YOUR INSTRUCTIONS:
Continue the article below about staging immersive shows based on films, beginning right after its final sentence.

EXTRACT TO READ:
"""
As each show can differ radically - Alexander’s four productions to date have been Blade Runner, Romeo & Juliet, Casino Royale and Netflix’s Stranger Things - he says that he is still trying to work out who the average customer is.
"In the olden days this was very much an advocacy business. If you want to sell 30,000 tickets advocacy will get you a long way, if you want to sell 100,000 tickets you need to talk to more people. So we have had to build a capability [to understand those customers] that didn’t really exist in the business at all."
Licensing is another major hurdle. Old musical titles are particularly complicated and sometimes the licensing rights to an individual film or franchise may be owned by multiple holders.
Pick your battles
A more recent challenge as the company has grown has been ensuring that is still able to appeal to both old and new customers.
"Bond was a really surprising one for me - 125,000 people came to Dagenham dressed as secret agents, the show received good reviews but a non-negligible number of people didn’t enjoy the show," says Alexander.
He reveals that while some established customers - used to fake rain and being caged up in shows like Blade Runner - thought the casino and the recreated Miami airport of Casino Royale were too simple, a lot of new customers thought they were too complicated.
The answer is this conundrum has been to focus on films "that give people a reason to come."
"""
INFORMATION GIVEN:
"""
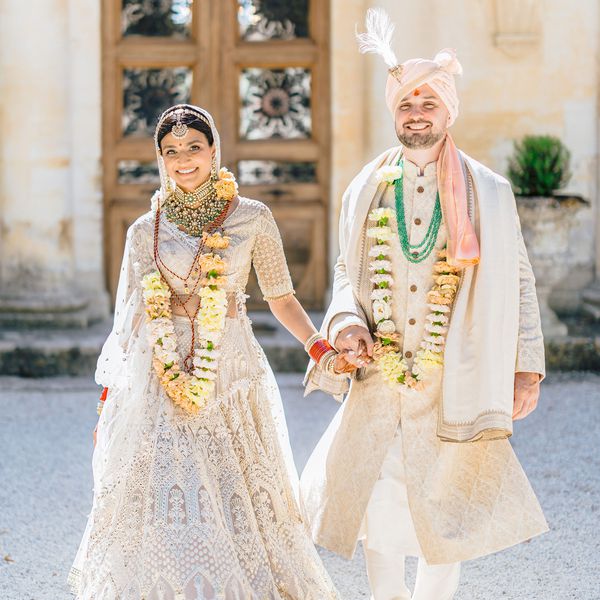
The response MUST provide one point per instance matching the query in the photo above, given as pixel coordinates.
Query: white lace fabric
(196, 507)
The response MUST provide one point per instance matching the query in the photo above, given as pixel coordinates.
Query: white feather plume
(378, 37)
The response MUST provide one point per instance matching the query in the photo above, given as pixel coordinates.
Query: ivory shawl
(481, 345)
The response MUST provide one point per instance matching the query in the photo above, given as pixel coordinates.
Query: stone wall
(50, 193)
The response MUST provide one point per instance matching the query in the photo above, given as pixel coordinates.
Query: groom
(417, 460)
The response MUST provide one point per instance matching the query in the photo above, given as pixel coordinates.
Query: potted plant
(538, 168)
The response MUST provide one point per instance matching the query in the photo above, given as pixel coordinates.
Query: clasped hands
(355, 346)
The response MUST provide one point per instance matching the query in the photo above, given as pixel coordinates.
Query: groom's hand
(356, 343)
(527, 392)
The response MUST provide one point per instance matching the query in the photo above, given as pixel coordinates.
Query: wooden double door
(261, 67)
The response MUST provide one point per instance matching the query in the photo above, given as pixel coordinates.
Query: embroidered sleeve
(269, 259)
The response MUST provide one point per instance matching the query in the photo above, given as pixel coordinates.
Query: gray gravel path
(46, 485)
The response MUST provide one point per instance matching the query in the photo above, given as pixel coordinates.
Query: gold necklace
(192, 211)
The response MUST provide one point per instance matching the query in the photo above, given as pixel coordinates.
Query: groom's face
(421, 119)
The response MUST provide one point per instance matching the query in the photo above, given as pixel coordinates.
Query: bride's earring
(213, 169)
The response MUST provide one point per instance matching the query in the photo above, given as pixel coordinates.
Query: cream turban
(462, 243)
(437, 73)
(404, 78)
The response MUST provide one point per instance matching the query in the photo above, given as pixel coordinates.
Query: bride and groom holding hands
(432, 340)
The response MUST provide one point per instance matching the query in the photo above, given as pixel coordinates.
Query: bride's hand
(342, 365)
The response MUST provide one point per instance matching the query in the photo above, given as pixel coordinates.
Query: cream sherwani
(462, 500)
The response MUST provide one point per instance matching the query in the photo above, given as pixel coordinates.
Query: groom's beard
(419, 141)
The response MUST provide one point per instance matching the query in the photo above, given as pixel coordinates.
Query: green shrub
(539, 165)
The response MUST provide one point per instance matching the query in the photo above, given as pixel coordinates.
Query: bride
(194, 483)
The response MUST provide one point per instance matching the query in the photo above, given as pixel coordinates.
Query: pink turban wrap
(463, 248)
(438, 74)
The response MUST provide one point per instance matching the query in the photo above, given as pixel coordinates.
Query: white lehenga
(202, 507)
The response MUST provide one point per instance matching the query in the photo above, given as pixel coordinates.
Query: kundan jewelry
(190, 385)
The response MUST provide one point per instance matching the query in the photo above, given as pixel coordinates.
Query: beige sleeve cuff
(330, 383)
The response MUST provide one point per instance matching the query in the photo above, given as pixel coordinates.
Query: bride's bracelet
(311, 340)
(328, 362)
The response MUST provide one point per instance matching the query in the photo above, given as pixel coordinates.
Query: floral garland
(387, 350)
(191, 391)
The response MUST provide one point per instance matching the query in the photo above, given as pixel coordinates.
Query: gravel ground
(46, 487)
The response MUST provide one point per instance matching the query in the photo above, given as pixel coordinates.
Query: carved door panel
(261, 68)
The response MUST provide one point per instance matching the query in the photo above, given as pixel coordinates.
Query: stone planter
(546, 223)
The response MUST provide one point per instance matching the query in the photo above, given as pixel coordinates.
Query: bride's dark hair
(188, 119)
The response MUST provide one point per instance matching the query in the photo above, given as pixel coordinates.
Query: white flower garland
(387, 351)
(191, 391)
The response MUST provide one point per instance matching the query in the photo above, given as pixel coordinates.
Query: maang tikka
(180, 129)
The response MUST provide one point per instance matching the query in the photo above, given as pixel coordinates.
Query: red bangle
(318, 349)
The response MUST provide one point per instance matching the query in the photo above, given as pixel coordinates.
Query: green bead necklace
(416, 253)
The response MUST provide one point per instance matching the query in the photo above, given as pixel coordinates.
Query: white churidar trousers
(391, 536)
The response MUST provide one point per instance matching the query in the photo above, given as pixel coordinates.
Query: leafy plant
(539, 165)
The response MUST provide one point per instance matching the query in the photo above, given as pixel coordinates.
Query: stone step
(75, 352)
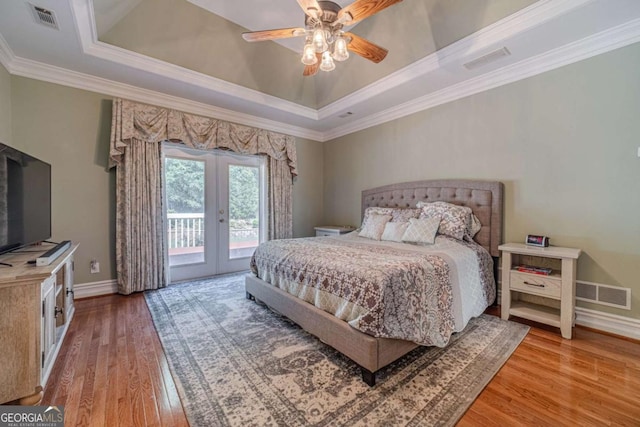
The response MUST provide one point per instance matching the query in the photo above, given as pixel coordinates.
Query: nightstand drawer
(534, 284)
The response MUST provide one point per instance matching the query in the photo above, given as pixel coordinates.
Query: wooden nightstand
(332, 230)
(560, 285)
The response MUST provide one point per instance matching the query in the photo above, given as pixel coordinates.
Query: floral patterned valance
(156, 124)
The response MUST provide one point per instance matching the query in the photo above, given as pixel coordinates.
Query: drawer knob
(537, 285)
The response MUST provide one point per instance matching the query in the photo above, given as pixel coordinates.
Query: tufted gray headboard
(485, 198)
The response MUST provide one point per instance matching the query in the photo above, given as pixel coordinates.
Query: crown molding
(52, 74)
(83, 15)
(596, 44)
(527, 18)
(6, 54)
(588, 47)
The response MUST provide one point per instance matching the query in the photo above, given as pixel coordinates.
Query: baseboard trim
(94, 289)
(601, 321)
(612, 323)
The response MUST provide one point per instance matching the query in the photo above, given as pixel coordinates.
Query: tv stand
(36, 308)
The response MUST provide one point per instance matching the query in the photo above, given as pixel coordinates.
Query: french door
(215, 211)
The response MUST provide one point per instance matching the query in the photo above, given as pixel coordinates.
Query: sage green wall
(564, 143)
(5, 106)
(70, 128)
(307, 188)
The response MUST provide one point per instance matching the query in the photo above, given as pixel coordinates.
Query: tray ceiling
(189, 54)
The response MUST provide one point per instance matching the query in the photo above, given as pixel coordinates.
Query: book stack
(534, 269)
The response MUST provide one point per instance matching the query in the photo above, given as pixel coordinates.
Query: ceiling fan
(326, 41)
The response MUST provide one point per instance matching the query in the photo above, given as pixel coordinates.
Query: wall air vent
(44, 16)
(486, 59)
(612, 296)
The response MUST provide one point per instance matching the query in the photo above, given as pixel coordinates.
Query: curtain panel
(137, 131)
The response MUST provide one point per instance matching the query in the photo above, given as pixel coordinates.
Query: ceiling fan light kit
(325, 41)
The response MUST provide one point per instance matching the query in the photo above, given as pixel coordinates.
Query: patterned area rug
(237, 363)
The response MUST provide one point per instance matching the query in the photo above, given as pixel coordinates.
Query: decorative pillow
(397, 214)
(393, 231)
(453, 218)
(422, 230)
(404, 214)
(374, 226)
(375, 210)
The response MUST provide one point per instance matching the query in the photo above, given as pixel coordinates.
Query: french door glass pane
(244, 210)
(185, 210)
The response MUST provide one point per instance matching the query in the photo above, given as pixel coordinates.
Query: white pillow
(393, 231)
(374, 226)
(422, 230)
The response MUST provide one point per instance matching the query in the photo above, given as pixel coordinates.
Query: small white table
(333, 230)
(560, 284)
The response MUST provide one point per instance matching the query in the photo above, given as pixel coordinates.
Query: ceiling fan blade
(310, 70)
(310, 7)
(281, 33)
(365, 48)
(361, 9)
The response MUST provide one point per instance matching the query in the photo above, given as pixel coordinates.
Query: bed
(371, 353)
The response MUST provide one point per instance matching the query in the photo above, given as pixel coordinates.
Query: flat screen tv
(25, 199)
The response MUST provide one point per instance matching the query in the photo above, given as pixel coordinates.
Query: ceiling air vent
(44, 16)
(489, 57)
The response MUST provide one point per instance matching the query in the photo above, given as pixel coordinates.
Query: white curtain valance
(132, 120)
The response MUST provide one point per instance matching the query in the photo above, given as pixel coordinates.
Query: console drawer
(536, 284)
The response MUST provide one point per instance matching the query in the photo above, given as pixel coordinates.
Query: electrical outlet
(95, 267)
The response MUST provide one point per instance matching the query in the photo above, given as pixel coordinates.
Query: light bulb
(309, 54)
(340, 52)
(327, 63)
(319, 40)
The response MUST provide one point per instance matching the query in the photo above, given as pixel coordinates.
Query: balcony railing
(186, 230)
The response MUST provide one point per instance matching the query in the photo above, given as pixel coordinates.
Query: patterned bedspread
(384, 289)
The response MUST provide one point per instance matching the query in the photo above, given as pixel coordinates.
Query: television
(25, 199)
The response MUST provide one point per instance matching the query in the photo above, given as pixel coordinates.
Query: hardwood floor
(112, 371)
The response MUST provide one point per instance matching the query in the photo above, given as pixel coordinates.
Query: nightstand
(559, 285)
(332, 230)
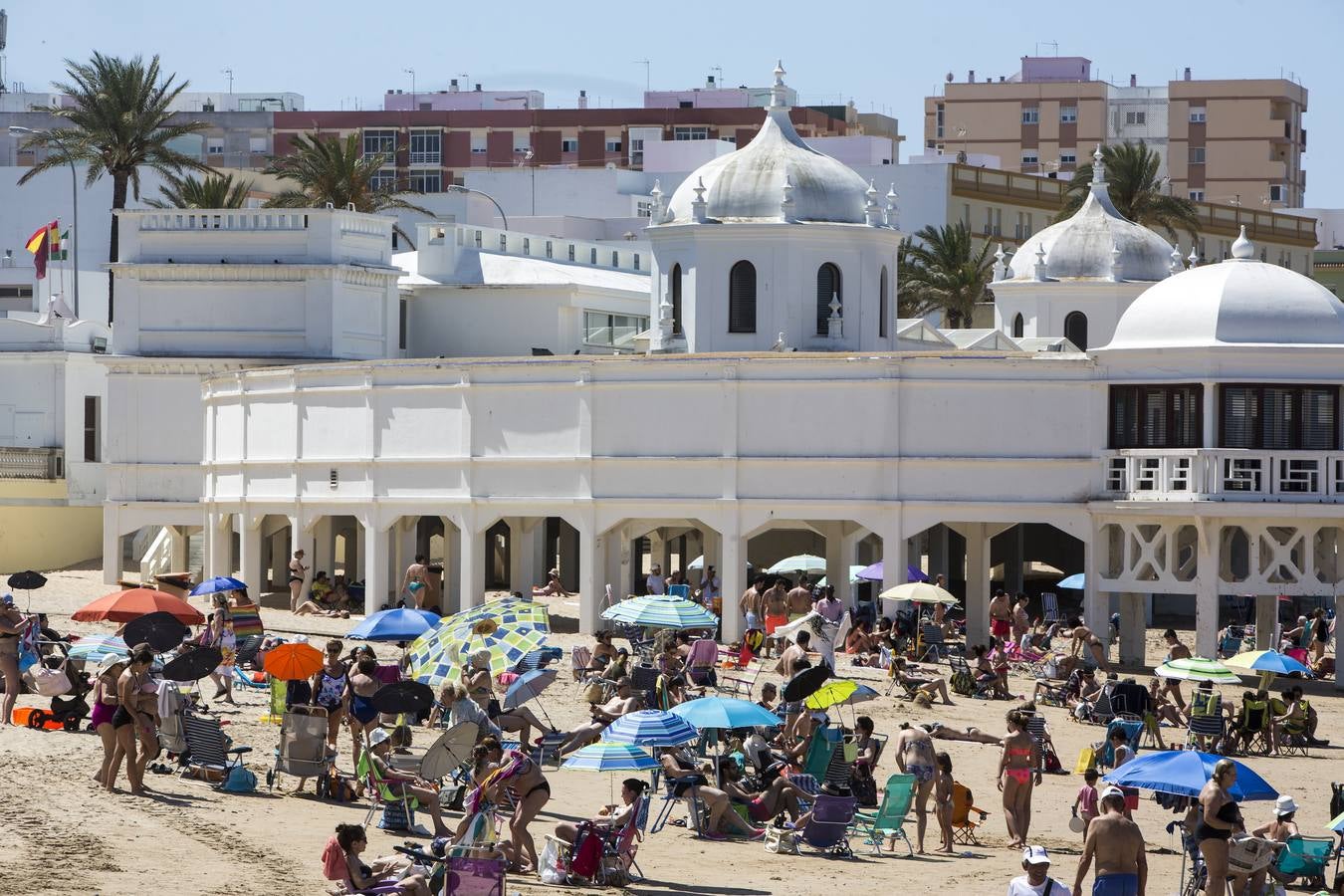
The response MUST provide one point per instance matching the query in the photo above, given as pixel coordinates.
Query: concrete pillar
(733, 573)
(590, 561)
(978, 584)
(1132, 627)
(250, 567)
(1266, 618)
(1206, 590)
(376, 585)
"""
RESPONSE AREA:
On this logic, early noughties spy thriller Jason Bourne - with a world not enormously dissimilar to our own - would be a no. Richly-imagined films like Avatar would be a yes, although Alexander admits he doesn't think the company quite has the resources to pull off a jungle planet inhabited by 10 foot tall blue aliens just yet.
"The biggest thing that I've learned over the last two years is that you've got to give people the ability to pretend."
Having successfully launched in China the aim is now to build momentum. The US is the next target and Alexander is also not ruling out the possibility of one day soon creating their own productions.
There’s still lots of work to be done, but Alexander is clear that he intends Secret Cinema to learn continually as it goes along.
"You wouldn’t fly a helicopter like that, but in the end we’re not trying to cure cancer, we’re putting on shows that are as remarkable as we can. If sometimes we fall short of that vaulting ambition for some customers then we’ll pick ourselves up and move on to the next one."